Stored items:
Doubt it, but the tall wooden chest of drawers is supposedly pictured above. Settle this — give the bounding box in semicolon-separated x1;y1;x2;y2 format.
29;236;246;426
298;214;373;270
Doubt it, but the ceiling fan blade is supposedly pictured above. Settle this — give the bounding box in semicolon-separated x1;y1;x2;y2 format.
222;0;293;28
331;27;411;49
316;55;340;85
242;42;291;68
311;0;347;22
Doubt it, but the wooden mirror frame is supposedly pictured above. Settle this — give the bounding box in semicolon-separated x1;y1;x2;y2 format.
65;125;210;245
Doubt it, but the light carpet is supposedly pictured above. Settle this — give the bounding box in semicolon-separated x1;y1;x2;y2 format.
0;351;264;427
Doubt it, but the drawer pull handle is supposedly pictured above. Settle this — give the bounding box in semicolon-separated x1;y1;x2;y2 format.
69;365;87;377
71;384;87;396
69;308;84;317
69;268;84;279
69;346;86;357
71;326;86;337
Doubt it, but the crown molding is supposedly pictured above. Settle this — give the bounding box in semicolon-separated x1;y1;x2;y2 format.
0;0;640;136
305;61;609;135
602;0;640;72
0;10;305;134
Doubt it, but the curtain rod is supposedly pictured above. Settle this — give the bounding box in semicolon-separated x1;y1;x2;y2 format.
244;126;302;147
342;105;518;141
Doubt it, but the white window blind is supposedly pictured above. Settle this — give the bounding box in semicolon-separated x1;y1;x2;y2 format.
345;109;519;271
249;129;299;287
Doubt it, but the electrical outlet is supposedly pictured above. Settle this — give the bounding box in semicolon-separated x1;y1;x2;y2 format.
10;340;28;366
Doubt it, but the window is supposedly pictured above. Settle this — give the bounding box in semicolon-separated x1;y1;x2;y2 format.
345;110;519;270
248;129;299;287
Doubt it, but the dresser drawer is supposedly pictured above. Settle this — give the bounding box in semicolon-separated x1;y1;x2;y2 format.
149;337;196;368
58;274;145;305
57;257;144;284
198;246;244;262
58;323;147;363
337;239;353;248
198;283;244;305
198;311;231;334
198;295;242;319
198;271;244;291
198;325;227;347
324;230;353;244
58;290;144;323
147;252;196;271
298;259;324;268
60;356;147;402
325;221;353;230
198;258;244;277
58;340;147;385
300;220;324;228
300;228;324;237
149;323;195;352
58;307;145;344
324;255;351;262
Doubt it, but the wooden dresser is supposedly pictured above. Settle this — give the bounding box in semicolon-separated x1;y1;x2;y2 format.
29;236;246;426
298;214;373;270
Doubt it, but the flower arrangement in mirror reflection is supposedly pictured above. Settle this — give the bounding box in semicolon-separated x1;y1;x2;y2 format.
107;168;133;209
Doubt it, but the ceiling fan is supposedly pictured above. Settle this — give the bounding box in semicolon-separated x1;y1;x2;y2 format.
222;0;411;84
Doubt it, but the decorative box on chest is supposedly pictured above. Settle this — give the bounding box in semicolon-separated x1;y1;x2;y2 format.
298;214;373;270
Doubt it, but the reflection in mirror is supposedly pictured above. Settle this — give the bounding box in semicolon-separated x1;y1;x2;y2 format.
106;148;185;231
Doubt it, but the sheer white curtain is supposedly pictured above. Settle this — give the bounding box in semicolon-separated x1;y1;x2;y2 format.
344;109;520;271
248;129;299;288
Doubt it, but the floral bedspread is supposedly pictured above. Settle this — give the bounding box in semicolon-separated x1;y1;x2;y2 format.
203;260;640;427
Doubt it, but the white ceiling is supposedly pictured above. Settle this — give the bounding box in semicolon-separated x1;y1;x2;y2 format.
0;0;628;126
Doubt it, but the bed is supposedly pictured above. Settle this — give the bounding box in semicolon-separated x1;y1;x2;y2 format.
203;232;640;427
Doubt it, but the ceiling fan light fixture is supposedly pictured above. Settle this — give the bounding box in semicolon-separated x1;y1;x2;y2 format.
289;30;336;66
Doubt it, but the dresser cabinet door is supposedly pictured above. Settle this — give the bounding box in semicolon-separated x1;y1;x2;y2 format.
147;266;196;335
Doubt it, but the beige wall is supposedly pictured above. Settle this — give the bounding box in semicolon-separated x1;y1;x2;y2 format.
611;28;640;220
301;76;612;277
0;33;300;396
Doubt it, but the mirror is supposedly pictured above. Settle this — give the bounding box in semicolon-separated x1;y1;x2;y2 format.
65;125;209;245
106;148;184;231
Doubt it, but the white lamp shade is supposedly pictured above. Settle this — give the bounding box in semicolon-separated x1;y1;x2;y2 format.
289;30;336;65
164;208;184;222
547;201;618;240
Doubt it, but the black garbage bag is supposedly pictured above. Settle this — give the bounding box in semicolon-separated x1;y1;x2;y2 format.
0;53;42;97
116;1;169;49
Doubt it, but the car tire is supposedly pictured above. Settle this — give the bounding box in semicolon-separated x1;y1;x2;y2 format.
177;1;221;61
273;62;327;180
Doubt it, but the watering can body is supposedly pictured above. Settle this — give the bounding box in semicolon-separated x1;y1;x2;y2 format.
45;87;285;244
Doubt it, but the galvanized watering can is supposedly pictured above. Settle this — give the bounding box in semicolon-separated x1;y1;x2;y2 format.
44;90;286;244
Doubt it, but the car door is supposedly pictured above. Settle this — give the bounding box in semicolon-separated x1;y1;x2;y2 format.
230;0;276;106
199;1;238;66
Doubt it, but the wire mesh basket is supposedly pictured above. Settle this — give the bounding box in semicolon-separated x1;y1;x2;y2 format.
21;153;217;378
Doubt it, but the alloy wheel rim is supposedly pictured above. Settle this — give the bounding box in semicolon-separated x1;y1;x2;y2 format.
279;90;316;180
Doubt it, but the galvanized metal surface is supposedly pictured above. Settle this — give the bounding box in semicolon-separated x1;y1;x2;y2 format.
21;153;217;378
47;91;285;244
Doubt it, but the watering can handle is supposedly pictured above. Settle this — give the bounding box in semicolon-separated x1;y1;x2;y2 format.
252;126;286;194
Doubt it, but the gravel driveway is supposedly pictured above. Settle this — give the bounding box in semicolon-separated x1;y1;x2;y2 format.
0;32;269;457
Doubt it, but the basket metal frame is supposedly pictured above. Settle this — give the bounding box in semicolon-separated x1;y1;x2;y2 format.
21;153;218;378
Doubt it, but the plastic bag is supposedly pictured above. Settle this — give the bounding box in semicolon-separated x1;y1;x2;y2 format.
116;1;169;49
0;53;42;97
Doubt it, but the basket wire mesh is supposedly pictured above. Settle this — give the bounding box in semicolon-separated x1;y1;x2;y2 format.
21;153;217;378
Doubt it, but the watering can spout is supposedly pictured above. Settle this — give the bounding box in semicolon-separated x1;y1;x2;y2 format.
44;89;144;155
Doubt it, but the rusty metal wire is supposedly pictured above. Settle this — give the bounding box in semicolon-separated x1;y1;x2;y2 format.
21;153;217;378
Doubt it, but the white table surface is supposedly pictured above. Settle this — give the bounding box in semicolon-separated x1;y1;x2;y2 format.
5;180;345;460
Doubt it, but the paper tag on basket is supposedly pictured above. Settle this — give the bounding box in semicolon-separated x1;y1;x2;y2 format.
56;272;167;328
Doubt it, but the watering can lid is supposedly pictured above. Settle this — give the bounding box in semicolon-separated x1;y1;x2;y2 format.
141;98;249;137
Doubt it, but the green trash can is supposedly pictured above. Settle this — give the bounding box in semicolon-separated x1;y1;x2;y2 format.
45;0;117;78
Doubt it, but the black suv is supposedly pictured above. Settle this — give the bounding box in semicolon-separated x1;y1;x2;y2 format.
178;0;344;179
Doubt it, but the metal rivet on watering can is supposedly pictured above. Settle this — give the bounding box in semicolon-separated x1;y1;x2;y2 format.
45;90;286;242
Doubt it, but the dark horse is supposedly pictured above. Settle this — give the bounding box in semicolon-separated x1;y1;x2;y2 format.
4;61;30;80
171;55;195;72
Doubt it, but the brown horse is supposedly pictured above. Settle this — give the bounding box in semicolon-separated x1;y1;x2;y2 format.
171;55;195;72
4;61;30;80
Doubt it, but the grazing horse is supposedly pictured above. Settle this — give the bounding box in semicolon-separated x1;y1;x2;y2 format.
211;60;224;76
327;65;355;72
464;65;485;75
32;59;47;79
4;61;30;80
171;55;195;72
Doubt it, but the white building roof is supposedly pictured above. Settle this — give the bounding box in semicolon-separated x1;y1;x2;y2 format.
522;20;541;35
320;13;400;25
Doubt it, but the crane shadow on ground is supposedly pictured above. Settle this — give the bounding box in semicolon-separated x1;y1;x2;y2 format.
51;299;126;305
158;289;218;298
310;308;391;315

What the exercise asks
Update the listing lines starting with the line that contains "Doubt it, but the watering can lid" and going on through the line that contains "178;0;344;179" by replacing "green trash can" with "blue trash can". Give only those lines, with everything else left unchanged.

Solution to this problem
Doubt it, but the watering can lid is supposedly pictured above. Settle this — give the bounding box in semicolon-separated x1;y1;x2;y2 format.
141;98;249;137
Doubt it, but the blue trash can is supposedly pictured above. Settle this — give the bounding box in semicolon-separated x1;y1;x2;y2 format.
45;0;117;78
Doubt it, but the black suv is supposedly pictured above. Settle this — give the bounding box in semicolon-separated x1;y1;x2;y2 format.
178;0;344;179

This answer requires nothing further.